EXERCISE OBJECTIVE => Your job is to write out each record exactly, leaving none out.

DATASET ENTRIES =>
>>>>>
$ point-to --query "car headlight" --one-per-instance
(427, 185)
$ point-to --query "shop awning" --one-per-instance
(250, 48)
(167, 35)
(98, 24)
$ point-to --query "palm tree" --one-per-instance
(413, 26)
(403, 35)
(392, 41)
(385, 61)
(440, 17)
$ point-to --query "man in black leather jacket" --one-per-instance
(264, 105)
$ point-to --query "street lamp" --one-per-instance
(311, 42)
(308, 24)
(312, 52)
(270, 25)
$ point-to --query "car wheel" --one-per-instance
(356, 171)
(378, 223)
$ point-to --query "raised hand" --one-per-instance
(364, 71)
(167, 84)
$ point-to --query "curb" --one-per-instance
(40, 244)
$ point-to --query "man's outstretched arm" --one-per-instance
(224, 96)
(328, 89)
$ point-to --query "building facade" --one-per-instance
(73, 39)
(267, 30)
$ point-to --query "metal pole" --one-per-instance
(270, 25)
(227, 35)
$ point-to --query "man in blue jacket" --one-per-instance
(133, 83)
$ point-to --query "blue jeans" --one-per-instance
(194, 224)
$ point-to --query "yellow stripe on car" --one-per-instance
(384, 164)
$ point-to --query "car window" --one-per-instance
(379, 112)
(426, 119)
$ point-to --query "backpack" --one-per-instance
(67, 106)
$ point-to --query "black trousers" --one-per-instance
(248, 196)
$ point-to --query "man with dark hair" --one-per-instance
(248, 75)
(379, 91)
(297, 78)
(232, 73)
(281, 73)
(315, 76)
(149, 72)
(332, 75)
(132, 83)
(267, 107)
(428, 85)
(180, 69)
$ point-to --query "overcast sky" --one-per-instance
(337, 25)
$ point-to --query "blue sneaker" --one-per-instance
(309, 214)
<<<<<
SOLUTION TO THE EXERCISE =>
$ point-to --query "car headlight" --one-per-instance
(427, 185)
$ point-to --query "shop awning" --one-per-instance
(250, 48)
(167, 35)
(98, 24)
$ point-to --query "palm tree" --one-per-instance
(413, 26)
(403, 35)
(392, 41)
(385, 61)
(440, 17)
$ point-to --query "man in black leather jacket" --one-per-instance
(264, 105)
$ point-to --query "street lamp" --one-per-instance
(311, 42)
(308, 24)
(312, 52)
(270, 25)
$ point-to --query "car wheel" --one-per-instance
(356, 171)
(378, 223)
$ point-to --query "raised hand" --one-per-instance
(364, 71)
(167, 84)
$ point-to --query "curb" --one-per-instance
(40, 244)
$ point-to --query "man's outstretched arm" --one-per-instance
(224, 96)
(328, 89)
$ point-to --query "building facade" --one-per-instance
(73, 39)
(267, 30)
$ point-to --query "metal pole" --one-per-instance
(270, 25)
(227, 35)
$ point-to --query "man in blue jacket" --one-per-instance
(133, 83)
$ point-to --query "blue jeans" --one-per-instance
(194, 224)
$ point-to --query "yellow stripe on car" --one-per-instance
(384, 164)
$ point-to --query "car window" --one-per-instance
(379, 112)
(426, 119)
$ point-to --query "backpack" --one-per-instance
(67, 106)
$ point-to --query "black trousers" --one-per-instance
(248, 196)
$ point-to --query "man with dark hair" --one-per-instance
(248, 75)
(379, 91)
(297, 78)
(232, 73)
(281, 73)
(315, 76)
(149, 72)
(332, 75)
(132, 83)
(267, 107)
(428, 85)
(180, 69)
$ point-to --query "overcast sky" --one-per-instance
(337, 25)
$ point-to --query "blue sneaker" --one-per-instance
(309, 214)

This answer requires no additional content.